→ KORTE OPDRACHT 1
Geef uit de items de regels weer als genummerde lijst, zonder lege regels. Begin bij de regel met "lamp in the image above." en ga door tot en met de regel met "[1,19,175,203]".

→ GECITEERDE TEKST
2. Eiseres heeft tegen het primaire besluit bezwaar gemaakt. Daarbij is ook verzocht om vergoeding van de proceskosten die in bezwaar zijn gemaakt.
3. Bij het bestreden besluit van 28 juni 2023 heeft verweerder het bezwaar gegrond verklaard, het primaire besluit herroepen, het faciliterend visum verleend, maar het verzoek om vergoeding van de in bezwaar gemaakte proceskosten afgewezen. De herroeping van het primaire besluit komt volgens verweerder niet voort uit een verwijtbaar onrechtmatig besluit in primo, maar uit feiten en omstandigheden waarvan pas tijdens de bezwaarfase is gebleken. De toelichting en de stukken die in de bezwaarfase zijn overgelegd hebben de onduidelijkheden over het reisdoel en de verblijfsomstandigheden voldoende opgehelderd. Daarom is volgens verweerder pas in de bezwaarfase voldoende aannemelijk gemaakt dat wordt voldaan aan de voorwaarden van een faciliterend visum op grond van het arrest Chavez-Vilchez.
4. In het verweerschrift heeft verweerder zijn standpunt herhaald en hieraan toegevoegd dat niet wordt betwist dat met de stukken die bij de aanvraag zijn overgelegd, namelijk een kopie van het paspoort, de geboorteakte en het familieboekje, niet wordt voldaan aan de voorwaarden uit paragraaf B10/2.2 van de Vreemdelingencirculaire 2000 (Vc).
5. Eiseres voert aan dat verweerder de proceskosten in bezwaar had moeten vergoeden. Het gaat volgens eiseres om gegrond verklaarde bezwaren, waarbij de feiten van meet af aan bekend waren en het toepassingsgebied van artikel 20 van het Verdrag betreffende de werking van de Europese Unie (VWEU) vaststond.

Beoordeling door de rechtbank

6. In gevolge artikel 7:15, tweede lid, van de Algemene wet bestuursrecht (Awb), worden de kosten die een belanghebbende in verband met de behandeling van het bezwaar redelijkerwijs heeft moeten maken, door het bestuursorgaan uitsluitend vergoed op verzoek van de belanghebbende voor zover het bestreden besluit wordt herroepen wegens een aan het bestuursorgaan te wijten onrechtmatigheid.
7. In geschil tussen partijen is de vraag of sprake is van een aan verweerder te wijten onrechtmatig besluit. In dat geval bestaat er voor eiseres recht op vergoeding van de gemaakte proceskosten.
Had verweerder de proceskosten in bezwaar moeten vergoeden?

→ INVOERMATERIAAL
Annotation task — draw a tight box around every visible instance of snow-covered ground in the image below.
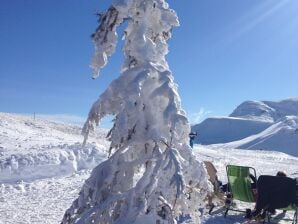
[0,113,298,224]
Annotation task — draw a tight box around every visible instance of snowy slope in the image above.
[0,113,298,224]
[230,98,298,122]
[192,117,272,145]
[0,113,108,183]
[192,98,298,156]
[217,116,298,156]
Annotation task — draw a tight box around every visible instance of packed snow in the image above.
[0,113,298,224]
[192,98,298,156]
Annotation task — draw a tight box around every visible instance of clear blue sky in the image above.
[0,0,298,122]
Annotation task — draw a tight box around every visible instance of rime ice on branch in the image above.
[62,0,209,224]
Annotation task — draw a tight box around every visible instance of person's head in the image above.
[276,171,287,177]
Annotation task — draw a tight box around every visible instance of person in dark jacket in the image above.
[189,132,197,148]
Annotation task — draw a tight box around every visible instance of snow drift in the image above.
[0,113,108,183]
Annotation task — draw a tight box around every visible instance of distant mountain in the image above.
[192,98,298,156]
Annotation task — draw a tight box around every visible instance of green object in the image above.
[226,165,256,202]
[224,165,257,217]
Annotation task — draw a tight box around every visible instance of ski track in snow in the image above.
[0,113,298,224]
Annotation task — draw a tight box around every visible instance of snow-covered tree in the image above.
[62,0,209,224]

==

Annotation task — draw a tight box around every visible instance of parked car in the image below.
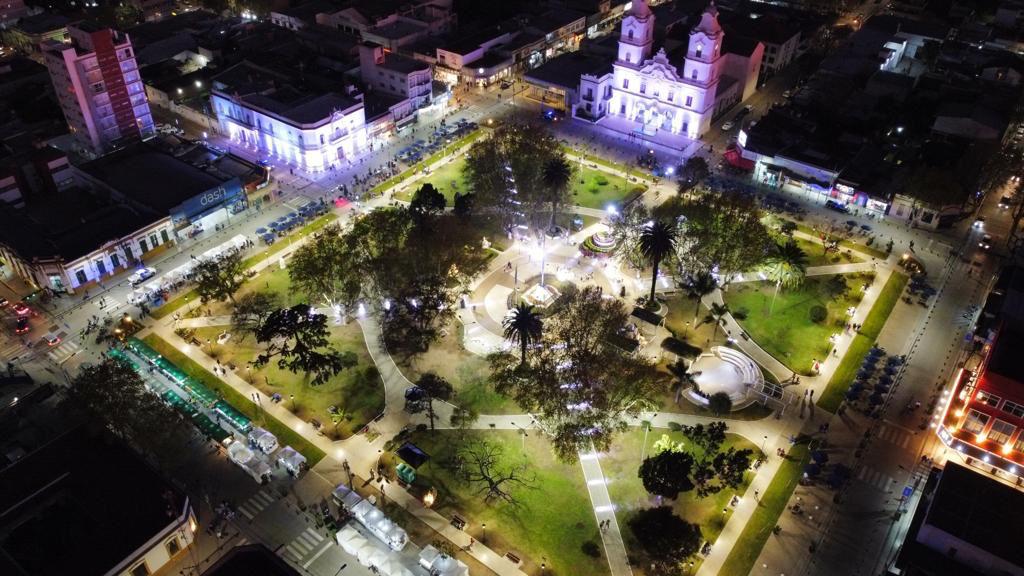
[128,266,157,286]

* * *

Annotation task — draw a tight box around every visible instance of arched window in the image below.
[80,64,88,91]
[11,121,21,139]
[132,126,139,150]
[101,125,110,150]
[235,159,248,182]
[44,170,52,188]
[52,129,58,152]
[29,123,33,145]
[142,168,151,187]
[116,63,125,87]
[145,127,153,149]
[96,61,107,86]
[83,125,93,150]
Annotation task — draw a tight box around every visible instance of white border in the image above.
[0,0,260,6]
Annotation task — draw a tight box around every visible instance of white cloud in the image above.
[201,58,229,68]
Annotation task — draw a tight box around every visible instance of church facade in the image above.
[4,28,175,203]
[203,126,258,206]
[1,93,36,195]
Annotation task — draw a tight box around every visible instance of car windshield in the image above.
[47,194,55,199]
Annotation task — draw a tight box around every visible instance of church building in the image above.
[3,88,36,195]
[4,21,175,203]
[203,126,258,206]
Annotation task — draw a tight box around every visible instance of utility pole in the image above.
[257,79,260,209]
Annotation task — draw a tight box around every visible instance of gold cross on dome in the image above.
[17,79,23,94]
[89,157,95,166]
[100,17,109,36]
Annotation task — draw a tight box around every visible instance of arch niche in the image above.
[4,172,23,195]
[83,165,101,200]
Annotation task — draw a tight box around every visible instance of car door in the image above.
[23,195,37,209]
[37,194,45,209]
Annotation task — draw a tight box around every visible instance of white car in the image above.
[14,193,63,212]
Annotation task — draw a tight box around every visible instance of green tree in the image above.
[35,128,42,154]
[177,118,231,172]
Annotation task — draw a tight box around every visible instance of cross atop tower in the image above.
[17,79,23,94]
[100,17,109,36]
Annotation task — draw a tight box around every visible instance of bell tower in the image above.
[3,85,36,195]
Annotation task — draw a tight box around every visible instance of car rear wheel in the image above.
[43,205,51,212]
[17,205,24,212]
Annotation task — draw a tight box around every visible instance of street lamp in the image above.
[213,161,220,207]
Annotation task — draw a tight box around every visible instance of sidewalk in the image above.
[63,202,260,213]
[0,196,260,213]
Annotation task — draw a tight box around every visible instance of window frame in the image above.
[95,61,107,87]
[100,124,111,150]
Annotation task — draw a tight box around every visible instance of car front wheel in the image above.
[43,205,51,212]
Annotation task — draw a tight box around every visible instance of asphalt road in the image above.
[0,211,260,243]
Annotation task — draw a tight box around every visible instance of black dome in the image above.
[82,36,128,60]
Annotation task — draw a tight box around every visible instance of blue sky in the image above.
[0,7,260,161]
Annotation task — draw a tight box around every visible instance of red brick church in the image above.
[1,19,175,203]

→ KORTE OPDRACHT 2
Van welke datum is het bestreden besluit in de tekst over de proceskosten in bezwaar?

→ EINDRESULTAAT 1
1. Annotation task — draw a tight box around every visible instance of street lamp in the image above.
2. [213,161,220,207]
3. Annotation task — draw a tight box around every visible instance of sidewalk in the image above.
4. [63,202,260,213]
5. [0,196,260,213]
6. Annotation task — draw a tight box around every visible instance of window frame in the image above.
7. [95,61,107,87]
8. [100,124,111,150]
9. Annotation task — draw a tight box around every visible instance of car front wheel in the image above.
10. [43,205,51,212]
11. Annotation task — draw a tight box around every visible instance of asphalt road in the image above.
12. [0,211,260,243]
13. Annotation task — draw a tight box around every visible instance of black dome in the image above.
14. [82,36,128,60]
15. Annotation task — draw a tight box around every visible instance of blue sky in the image above.
16. [0,7,260,161]
17. Annotation task — draw a tight box around every visible instance of red brick church in the image above.
18. [1,19,175,203]

→ EINDRESULTAAT 2
Van 28 juni 2023.